**WHAT TO PRODUCE**: How many lines in the items below contain the word "utility"? Reply with the number alone.

**Stored dataset items**:
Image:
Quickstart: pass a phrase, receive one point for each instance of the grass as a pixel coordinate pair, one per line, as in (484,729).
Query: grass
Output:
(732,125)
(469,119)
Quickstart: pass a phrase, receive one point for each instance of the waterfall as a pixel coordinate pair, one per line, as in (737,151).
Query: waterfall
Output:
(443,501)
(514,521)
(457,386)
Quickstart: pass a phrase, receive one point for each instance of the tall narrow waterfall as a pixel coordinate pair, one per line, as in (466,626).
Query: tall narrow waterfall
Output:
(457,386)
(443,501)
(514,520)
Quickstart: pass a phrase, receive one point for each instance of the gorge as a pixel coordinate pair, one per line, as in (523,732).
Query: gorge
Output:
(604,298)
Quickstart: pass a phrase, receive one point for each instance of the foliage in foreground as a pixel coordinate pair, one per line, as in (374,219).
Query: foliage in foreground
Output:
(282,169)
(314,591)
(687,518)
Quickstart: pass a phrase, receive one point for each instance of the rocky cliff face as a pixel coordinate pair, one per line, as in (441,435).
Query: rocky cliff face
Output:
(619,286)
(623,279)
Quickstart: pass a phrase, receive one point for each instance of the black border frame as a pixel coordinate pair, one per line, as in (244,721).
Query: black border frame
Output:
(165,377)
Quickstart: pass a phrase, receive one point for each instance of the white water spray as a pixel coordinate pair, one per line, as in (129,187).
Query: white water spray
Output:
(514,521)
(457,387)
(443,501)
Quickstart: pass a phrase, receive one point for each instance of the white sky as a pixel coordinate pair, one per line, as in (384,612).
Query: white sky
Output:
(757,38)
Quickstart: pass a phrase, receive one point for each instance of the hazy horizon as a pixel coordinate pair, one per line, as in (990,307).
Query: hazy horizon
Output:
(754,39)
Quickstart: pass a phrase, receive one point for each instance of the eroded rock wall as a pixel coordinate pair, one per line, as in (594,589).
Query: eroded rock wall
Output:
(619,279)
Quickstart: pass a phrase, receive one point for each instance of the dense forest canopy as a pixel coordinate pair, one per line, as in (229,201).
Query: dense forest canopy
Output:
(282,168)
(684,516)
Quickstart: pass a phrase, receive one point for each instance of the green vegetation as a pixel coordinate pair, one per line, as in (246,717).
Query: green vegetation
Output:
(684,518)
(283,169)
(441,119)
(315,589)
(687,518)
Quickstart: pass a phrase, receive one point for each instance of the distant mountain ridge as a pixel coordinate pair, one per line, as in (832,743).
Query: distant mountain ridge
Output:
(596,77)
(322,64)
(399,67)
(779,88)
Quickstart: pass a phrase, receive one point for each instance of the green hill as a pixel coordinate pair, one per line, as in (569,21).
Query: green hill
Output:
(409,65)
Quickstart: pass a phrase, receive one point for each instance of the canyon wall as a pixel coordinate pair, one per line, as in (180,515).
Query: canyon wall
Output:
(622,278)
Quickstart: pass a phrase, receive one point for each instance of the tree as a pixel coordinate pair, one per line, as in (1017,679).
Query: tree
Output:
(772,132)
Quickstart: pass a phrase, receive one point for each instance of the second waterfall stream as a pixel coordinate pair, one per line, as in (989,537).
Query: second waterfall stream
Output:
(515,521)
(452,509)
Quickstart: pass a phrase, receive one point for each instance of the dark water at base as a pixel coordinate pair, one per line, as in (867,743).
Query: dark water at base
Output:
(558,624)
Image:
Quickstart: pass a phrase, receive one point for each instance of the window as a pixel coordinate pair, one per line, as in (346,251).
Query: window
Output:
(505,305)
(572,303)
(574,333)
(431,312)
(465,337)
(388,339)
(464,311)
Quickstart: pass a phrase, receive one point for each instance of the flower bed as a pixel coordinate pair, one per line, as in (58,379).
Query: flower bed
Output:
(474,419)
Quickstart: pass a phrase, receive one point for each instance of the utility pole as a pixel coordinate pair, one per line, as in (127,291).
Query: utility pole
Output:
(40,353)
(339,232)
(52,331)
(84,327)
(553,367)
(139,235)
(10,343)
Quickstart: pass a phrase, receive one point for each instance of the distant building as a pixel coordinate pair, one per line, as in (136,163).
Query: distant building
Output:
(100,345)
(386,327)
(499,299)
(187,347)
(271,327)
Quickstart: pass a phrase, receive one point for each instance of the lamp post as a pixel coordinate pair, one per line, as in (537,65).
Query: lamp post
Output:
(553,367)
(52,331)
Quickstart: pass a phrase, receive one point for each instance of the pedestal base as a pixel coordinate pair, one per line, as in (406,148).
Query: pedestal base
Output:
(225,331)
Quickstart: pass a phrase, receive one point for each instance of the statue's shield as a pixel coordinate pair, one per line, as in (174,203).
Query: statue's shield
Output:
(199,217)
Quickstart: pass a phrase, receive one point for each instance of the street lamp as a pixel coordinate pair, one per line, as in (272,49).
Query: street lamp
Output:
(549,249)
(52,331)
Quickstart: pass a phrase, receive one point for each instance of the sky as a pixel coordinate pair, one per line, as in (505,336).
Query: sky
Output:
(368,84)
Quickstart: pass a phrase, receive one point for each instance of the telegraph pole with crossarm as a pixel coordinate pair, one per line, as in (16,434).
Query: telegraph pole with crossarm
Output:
...
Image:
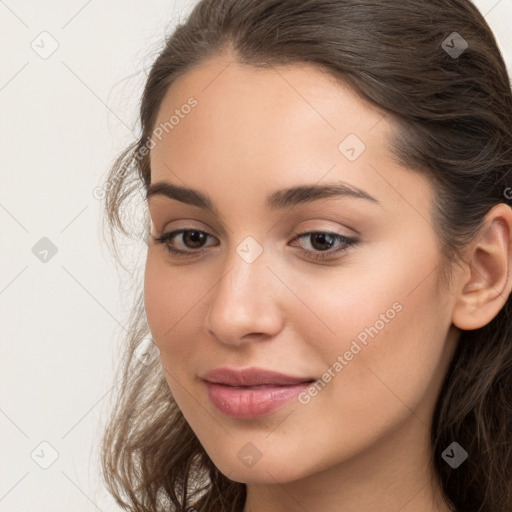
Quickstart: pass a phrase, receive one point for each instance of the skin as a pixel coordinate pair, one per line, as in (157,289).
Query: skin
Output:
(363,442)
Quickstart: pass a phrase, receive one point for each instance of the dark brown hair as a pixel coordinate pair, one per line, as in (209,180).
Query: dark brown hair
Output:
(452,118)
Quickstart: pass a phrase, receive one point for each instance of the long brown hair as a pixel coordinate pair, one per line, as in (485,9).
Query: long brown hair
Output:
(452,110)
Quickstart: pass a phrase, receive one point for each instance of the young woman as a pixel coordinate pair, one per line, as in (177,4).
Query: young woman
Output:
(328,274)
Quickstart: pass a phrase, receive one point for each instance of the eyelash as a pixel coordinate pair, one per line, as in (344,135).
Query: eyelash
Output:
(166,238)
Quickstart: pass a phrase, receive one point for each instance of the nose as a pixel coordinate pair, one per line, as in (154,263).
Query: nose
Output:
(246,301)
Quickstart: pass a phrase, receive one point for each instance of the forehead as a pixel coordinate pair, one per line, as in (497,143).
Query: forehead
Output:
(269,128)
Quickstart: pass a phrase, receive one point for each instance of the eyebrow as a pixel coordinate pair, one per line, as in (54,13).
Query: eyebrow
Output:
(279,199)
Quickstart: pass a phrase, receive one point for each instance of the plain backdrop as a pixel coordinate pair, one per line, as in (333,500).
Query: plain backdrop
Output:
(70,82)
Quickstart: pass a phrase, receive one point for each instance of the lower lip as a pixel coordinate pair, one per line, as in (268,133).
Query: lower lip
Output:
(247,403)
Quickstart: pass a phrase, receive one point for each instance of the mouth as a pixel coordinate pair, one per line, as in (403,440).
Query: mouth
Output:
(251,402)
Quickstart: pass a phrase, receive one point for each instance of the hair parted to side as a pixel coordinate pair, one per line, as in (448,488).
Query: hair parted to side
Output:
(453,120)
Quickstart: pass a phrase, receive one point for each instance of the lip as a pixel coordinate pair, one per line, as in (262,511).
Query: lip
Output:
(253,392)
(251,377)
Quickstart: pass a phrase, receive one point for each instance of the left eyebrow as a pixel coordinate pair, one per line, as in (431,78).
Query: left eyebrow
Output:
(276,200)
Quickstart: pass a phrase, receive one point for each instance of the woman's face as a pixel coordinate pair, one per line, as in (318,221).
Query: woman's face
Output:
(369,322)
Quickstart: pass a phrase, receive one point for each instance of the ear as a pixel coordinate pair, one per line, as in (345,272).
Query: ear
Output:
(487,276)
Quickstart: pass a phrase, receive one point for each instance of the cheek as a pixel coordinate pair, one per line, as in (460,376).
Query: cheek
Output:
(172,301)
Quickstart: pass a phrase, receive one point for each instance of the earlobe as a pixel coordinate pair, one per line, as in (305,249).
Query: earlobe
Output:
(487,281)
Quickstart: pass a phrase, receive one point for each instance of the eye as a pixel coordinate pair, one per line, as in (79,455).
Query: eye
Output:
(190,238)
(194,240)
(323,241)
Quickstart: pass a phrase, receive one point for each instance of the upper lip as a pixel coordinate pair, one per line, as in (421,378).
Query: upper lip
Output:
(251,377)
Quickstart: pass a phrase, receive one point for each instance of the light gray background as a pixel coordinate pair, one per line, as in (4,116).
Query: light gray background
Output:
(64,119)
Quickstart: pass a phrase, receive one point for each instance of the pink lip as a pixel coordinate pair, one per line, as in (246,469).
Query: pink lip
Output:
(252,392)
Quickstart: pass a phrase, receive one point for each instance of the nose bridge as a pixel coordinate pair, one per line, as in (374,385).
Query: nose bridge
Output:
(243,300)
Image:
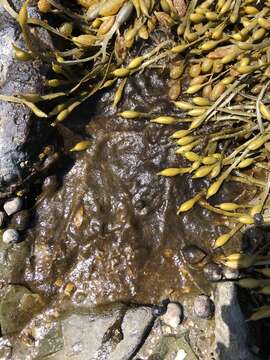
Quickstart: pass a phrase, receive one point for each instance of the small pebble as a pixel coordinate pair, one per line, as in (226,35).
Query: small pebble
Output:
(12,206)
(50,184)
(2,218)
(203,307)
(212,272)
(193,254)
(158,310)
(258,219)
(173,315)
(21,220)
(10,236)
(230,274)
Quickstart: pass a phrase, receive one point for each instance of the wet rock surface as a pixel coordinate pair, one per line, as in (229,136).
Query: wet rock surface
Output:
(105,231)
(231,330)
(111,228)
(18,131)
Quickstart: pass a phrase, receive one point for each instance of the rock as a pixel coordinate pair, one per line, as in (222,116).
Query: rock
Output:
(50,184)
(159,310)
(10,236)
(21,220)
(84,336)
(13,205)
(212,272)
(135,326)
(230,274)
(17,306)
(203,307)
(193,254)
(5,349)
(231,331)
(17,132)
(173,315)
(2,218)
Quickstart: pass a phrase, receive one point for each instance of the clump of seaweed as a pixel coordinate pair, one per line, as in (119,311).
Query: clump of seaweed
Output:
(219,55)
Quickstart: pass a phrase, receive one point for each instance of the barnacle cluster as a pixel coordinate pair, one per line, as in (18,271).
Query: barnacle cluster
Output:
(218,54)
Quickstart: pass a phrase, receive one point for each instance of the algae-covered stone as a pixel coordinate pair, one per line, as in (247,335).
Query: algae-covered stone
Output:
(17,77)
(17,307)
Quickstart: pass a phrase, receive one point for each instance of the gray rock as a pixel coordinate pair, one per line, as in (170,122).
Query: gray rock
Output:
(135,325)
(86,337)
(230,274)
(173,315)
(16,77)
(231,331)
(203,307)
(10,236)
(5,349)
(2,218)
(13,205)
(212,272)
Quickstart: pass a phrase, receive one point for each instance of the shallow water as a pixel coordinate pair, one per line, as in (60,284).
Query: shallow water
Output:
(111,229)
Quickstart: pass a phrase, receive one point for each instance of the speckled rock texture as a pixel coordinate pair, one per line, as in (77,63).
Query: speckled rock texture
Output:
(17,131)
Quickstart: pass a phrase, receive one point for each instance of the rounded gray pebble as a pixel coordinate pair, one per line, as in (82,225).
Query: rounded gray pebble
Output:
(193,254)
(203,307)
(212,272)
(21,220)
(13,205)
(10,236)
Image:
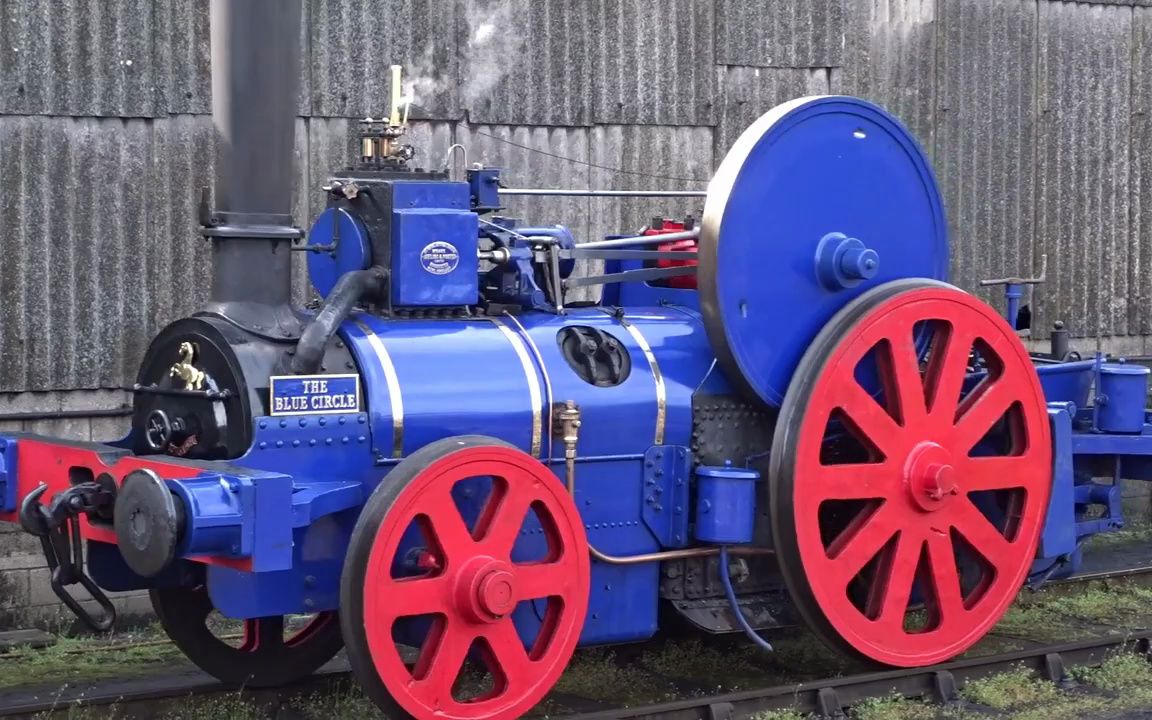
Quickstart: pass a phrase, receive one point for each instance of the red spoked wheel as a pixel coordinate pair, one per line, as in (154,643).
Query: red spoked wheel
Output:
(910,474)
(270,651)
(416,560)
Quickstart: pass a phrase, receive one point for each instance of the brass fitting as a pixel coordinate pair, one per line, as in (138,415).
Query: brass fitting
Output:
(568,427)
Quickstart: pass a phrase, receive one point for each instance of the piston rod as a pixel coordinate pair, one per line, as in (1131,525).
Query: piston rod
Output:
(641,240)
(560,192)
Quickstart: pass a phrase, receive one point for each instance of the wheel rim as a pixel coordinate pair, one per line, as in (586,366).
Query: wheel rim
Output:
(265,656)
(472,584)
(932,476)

**SOLUTION BELOW**: 2